*Task directions*. Please repeat all of the listing exactly.

——

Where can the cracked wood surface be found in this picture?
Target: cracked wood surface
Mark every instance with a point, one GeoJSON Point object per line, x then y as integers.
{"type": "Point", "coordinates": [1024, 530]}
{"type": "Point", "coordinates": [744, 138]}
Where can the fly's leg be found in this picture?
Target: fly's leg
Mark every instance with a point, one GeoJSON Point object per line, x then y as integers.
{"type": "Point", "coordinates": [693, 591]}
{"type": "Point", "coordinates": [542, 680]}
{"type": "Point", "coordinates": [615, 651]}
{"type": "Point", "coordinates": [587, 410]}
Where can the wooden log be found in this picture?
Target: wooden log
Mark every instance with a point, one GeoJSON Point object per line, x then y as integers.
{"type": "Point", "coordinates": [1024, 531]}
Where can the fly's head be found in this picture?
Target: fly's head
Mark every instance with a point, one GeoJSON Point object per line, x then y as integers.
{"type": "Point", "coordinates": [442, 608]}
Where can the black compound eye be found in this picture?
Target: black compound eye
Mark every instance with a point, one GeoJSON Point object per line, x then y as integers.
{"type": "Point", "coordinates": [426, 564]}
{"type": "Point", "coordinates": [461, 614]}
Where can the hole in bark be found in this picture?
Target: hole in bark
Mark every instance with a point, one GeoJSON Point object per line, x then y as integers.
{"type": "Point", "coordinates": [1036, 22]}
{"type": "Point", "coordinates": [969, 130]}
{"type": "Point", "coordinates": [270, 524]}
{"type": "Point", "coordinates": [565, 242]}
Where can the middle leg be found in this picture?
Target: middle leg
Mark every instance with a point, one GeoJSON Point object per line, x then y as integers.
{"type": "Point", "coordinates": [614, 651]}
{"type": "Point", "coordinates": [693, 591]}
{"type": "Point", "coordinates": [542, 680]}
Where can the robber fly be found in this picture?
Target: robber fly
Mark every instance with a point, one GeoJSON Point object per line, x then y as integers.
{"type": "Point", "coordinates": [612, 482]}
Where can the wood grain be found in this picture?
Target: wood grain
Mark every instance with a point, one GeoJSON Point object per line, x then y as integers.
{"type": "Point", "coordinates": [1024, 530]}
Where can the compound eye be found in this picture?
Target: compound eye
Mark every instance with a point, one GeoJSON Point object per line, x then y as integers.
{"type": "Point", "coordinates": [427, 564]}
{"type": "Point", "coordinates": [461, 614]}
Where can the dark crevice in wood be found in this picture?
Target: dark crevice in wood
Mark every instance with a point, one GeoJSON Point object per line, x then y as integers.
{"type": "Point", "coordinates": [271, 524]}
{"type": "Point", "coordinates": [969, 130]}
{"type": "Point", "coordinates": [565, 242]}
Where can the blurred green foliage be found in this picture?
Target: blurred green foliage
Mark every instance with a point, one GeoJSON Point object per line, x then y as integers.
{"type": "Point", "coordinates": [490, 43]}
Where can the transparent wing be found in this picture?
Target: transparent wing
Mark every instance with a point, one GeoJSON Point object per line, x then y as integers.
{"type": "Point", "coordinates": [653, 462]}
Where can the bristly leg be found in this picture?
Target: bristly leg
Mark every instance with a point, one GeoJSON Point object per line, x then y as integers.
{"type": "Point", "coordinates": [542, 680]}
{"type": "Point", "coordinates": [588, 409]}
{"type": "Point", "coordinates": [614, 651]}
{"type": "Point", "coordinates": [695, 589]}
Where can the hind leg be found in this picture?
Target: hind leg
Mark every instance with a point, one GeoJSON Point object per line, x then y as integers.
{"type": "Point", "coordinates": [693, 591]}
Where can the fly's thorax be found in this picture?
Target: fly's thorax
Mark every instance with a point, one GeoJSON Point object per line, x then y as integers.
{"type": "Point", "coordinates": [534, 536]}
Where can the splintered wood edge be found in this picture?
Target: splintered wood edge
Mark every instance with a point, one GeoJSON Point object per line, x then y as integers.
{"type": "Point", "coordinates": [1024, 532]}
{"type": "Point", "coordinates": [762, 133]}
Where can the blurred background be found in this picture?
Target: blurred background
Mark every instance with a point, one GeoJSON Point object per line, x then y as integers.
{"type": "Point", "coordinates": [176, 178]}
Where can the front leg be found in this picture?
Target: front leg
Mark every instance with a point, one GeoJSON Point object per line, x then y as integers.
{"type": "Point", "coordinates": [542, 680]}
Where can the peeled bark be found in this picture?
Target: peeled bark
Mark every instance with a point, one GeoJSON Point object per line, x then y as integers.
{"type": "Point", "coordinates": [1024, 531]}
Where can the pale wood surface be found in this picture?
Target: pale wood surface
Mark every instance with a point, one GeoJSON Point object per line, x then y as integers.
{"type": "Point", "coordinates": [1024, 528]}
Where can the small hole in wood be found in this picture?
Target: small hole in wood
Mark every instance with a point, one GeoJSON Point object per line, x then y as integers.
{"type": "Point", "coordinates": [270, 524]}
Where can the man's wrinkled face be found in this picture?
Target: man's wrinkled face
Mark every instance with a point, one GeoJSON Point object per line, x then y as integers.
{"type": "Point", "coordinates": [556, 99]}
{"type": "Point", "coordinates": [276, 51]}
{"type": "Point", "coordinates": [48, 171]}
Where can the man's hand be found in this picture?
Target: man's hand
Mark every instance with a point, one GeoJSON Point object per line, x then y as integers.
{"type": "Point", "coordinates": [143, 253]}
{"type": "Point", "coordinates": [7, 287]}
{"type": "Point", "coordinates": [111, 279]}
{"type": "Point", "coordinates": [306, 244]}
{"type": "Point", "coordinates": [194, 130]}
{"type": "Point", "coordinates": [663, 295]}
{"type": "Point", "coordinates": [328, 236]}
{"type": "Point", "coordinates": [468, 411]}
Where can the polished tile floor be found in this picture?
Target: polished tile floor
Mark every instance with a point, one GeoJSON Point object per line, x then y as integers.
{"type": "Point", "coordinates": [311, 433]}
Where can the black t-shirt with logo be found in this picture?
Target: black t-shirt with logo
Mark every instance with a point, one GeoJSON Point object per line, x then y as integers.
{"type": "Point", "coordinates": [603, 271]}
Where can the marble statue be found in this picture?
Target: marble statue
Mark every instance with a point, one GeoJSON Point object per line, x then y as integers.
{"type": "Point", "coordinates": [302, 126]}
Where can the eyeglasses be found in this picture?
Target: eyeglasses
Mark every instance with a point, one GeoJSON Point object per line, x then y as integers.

——

*Task solution*.
Where can the cracked wood surface be found in this picture?
Target: cracked wood surface
Mark every instance with a point, one GeoJSON Point object per line, x then y as integers.
{"type": "Point", "coordinates": [1024, 530]}
{"type": "Point", "coordinates": [744, 138]}
Where can the fly's leg be found in this picture?
Target: fly's leg
Mark every instance with a point, one GeoJSON Point object per line, x then y as integers.
{"type": "Point", "coordinates": [693, 591]}
{"type": "Point", "coordinates": [542, 680]}
{"type": "Point", "coordinates": [615, 651]}
{"type": "Point", "coordinates": [587, 410]}
Where can the wooden log be found in this picture?
Target: wooden log
Mark every instance with a point, one GeoJSON Point object per line, x then y as integers.
{"type": "Point", "coordinates": [1024, 531]}
Where can the fly's head be found in this picture?
Target: fly's head
Mark every instance with a point, one GeoJSON Point object per line, x then y as integers.
{"type": "Point", "coordinates": [442, 608]}
Where can the black compound eye be found in this picture?
Target: black compound eye
Mark every instance with a point, one GeoJSON Point object per line, x then y as integers.
{"type": "Point", "coordinates": [426, 564]}
{"type": "Point", "coordinates": [461, 614]}
Where can the hole in bark be found in this picture?
Target: hole in bark
Mark every instance with a point, one GeoJSON Point object per line, x then y as integers.
{"type": "Point", "coordinates": [1036, 22]}
{"type": "Point", "coordinates": [969, 130]}
{"type": "Point", "coordinates": [270, 524]}
{"type": "Point", "coordinates": [565, 242]}
Where can the middle leg be found in this picture?
Target: middle leg
Mark every instance with a point, one GeoJSON Point object per line, x then y as integers.
{"type": "Point", "coordinates": [614, 651]}
{"type": "Point", "coordinates": [693, 591]}
{"type": "Point", "coordinates": [542, 680]}
Where can the robber fly be found in this picture?
Target: robber fly
Mark every instance with a point, one GeoJSON Point object per line, x then y as integers.
{"type": "Point", "coordinates": [612, 482]}
Where can the wood grain be found in this picture?
Target: wood grain
Mark every instance with a point, one GeoJSON Point object per line, x then y as integers.
{"type": "Point", "coordinates": [1024, 530]}
Where can the compound eye be found in this picture?
Target: compound eye
Mark every instance with a point, one GeoJSON Point object per line, x then y as integers.
{"type": "Point", "coordinates": [427, 564]}
{"type": "Point", "coordinates": [461, 614]}
Where can the dark crevice in wood be found in this picture?
Target: dark crevice in wood
Mark every instance with a point, one GeoJSON Point object per line, x then y as integers.
{"type": "Point", "coordinates": [271, 524]}
{"type": "Point", "coordinates": [969, 130]}
{"type": "Point", "coordinates": [565, 242]}
Where can the blurred green foliage be found in this picture?
Target: blurred green foliage
Mark every instance with a point, one GeoJSON Point object per line, x then y as integers.
{"type": "Point", "coordinates": [490, 43]}
Where can the transparent wing be found in this picture?
Target: transparent wing
Mark every instance with a point, one GeoJSON Point object per line, x then y as integers.
{"type": "Point", "coordinates": [653, 462]}
Where can the bristly leg be found in this picture?
Target: bristly leg
Mark every instance with a point, one GeoJSON Point object per line, x then y as integers.
{"type": "Point", "coordinates": [542, 680]}
{"type": "Point", "coordinates": [588, 409]}
{"type": "Point", "coordinates": [614, 651]}
{"type": "Point", "coordinates": [695, 589]}
Where can the hind leg be found in this picture?
Target: hind leg
Mark every instance with a point, one GeoJSON Point object per line, x then y as integers.
{"type": "Point", "coordinates": [693, 591]}
Where can the fly's thorax be found in this picture?
Target: fly's thorax
Mark every instance with a point, one GeoJSON Point object per line, x then y as integers.
{"type": "Point", "coordinates": [534, 536]}
Where can the splintered wood edge be found in this picture?
Target: splintered wood edge
Mark every instance with a point, one GeoJSON Point object per line, x then y as integers.
{"type": "Point", "coordinates": [1024, 532]}
{"type": "Point", "coordinates": [762, 133]}
Where can the blurred background be found in this picture?
Target: blurred background
Mark every instance with a point, one GeoJSON Point object per line, x then y as integers.
{"type": "Point", "coordinates": [176, 178]}
Where can the front leg be found in this picture?
Target: front leg
Mark every instance with a point, one GeoJSON Point object per line, x then y as integers.
{"type": "Point", "coordinates": [542, 680]}
Where can the peeled bark be found in this picture?
Target: peeled bark
Mark every instance with a point, one GeoJSON Point object per line, x then y as integers.
{"type": "Point", "coordinates": [1024, 531]}
Where can the pale wood surface be found in this picture?
Target: pale wood surface
Mark every instance with a point, one GeoJSON Point object per line, x then y as integers.
{"type": "Point", "coordinates": [1024, 528]}
Where can the small hole in wood be found in this picture?
Target: small hole in wood
Mark every instance with a point, one GeoJSON Point object per line, x then y as integers.
{"type": "Point", "coordinates": [270, 524]}
Where can the man's wrinkled face be found in this picture?
Target: man's wrinkled face
Mark every instance with a point, one GeoJSON Point object per line, x then y as integers.
{"type": "Point", "coordinates": [556, 99]}
{"type": "Point", "coordinates": [276, 51]}
{"type": "Point", "coordinates": [48, 171]}
Where can the man's hand be found in this picture?
Target: man's hand
Mark every instance with a point, one GeoJSON Point object per line, x then y as integers.
{"type": "Point", "coordinates": [143, 253]}
{"type": "Point", "coordinates": [7, 287]}
{"type": "Point", "coordinates": [111, 279]}
{"type": "Point", "coordinates": [306, 244]}
{"type": "Point", "coordinates": [194, 130]}
{"type": "Point", "coordinates": [663, 295]}
{"type": "Point", "coordinates": [328, 236]}
{"type": "Point", "coordinates": [468, 411]}
Where can the polished tile floor be found in this picture?
Target: polished tile floor
Mark every instance with a point, one GeoJSON Point object per line, x then y as integers.
{"type": "Point", "coordinates": [311, 433]}
Where can the black t-shirt with logo be found in this picture?
Target: black t-shirt with logo
Mark every instance with a point, one GeoJSON Point object per line, x then y as integers.
{"type": "Point", "coordinates": [603, 271]}
Where can the marble statue be found in this picture?
Target: marble statue
Mark every instance with a point, one GeoJSON Point object per line, x then y as integers.
{"type": "Point", "coordinates": [302, 126]}
Where can the eyeglasses be found in this picture?
Target: eyeglasses
Mark every instance with a point, one GeoJSON Point object per line, x then y as integers.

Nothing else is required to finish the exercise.